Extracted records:
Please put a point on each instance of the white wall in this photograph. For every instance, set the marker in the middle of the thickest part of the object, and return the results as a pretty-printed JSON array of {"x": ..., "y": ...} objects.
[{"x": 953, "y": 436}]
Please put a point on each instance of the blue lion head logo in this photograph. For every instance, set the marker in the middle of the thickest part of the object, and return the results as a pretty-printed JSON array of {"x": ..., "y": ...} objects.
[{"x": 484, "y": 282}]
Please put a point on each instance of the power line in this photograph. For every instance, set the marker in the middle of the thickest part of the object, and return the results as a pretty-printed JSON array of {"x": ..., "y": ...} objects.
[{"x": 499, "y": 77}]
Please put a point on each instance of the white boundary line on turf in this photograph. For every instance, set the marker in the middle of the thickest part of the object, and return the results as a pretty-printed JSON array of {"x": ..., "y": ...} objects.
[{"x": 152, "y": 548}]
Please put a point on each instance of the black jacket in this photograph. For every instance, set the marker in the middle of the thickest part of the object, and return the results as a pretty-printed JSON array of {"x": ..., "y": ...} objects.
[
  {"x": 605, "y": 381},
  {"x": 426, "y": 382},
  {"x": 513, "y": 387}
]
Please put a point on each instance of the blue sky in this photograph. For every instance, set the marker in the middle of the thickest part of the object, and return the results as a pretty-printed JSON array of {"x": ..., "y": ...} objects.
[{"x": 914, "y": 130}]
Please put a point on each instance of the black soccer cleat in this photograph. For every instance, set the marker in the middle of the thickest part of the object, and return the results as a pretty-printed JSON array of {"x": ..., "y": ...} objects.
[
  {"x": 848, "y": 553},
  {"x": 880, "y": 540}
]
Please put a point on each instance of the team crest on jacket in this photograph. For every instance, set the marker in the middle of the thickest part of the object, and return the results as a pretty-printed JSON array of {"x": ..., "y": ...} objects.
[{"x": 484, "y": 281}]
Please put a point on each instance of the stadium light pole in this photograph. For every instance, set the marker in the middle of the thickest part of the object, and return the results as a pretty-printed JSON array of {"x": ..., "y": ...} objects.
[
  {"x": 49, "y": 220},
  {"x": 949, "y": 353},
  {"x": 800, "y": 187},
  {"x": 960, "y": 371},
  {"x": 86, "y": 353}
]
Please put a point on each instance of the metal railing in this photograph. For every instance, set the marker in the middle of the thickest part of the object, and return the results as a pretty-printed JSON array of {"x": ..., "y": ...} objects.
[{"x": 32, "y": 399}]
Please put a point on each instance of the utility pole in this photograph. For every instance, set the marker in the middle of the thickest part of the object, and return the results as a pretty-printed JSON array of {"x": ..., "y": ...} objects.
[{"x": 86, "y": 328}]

Prompt >> Each line of the data above needs to be returned exactly.

Response to this task >>
Please put a point on each instance of the white wall in this photograph. For every instance, set the marker in the middle of the thickest part of the object, and return the results as a pretty-printed JSON array of {"x": ..., "y": ...} objects.
[{"x": 953, "y": 436}]
Please put a point on each instance of the blue lion head logo in this photograph. For every instance, set the marker in the middle of the thickest part of the object, and return the results as a pretty-printed JSON array of {"x": ..., "y": ...} objects.
[{"x": 484, "y": 282}]
Please put a point on each instance of the power line in this photograph. For every instance, set the marker in the middle of the thickest part of the object, and return the results as a pretty-printed JSON array of {"x": ..., "y": ...} objects.
[{"x": 499, "y": 77}]
Please put a point on each instance of the white boundary line on turf in this photograph. For every instance, set the marker in the middle of the thickest part of the object, and return the results as a pretty-printed JSON array of {"x": ..., "y": ...} objects.
[{"x": 152, "y": 548}]
Please put a point on each instance of the black jacket in this photograph. For every instance, set the marker in the middle of the thickest part of the object, and return the results as a pretty-printed JSON array of {"x": ..., "y": ...} objects.
[
  {"x": 605, "y": 381},
  {"x": 426, "y": 382},
  {"x": 513, "y": 387}
]
Please put a point on each instance of the blue sky in this photograph. For every instance, set the marker in the middle of the thickest part of the object, and return the results as a pretty-printed JSON array of {"x": ..., "y": ...} objects.
[{"x": 914, "y": 130}]
Please put a point on each instance of the black soccer cleat in this photograph. For every instance, set the marker in the middle of the thickest part of the object, and return the results as a pretty-printed JSON array of {"x": ..., "y": ...} objects.
[
  {"x": 848, "y": 553},
  {"x": 880, "y": 540}
]
Please put a point on each instance of the team crest on jacket in this photograph. For every instance, set the marker in the middle of the thickest part of the object, and return the results as a pretty-printed JSON array of {"x": ..., "y": ...} objects.
[{"x": 484, "y": 281}]
Please put a point on each instance of the stadium light pole in this photograph. For every instance, set the marker in the middle of the thickest part of the object, and return the results as a pretty-printed JSON array of {"x": ..., "y": ...} objects.
[
  {"x": 49, "y": 220},
  {"x": 949, "y": 353},
  {"x": 800, "y": 187},
  {"x": 960, "y": 371},
  {"x": 86, "y": 353}
]
Please put a point on each instance of the metal railing in this photograph. For every instance, set the marker in the middle of the thickest part of the object, and return the results as a pretty-printed JSON array of {"x": ..., "y": ...} objects.
[{"x": 32, "y": 399}]
Please put a point on each instance of the utility pole in this photograph. For every instance, set the marker in the middle of the thickest part of the object, and return the results as a pretty-printed JSON array of {"x": ..., "y": ...} objects.
[{"x": 86, "y": 328}]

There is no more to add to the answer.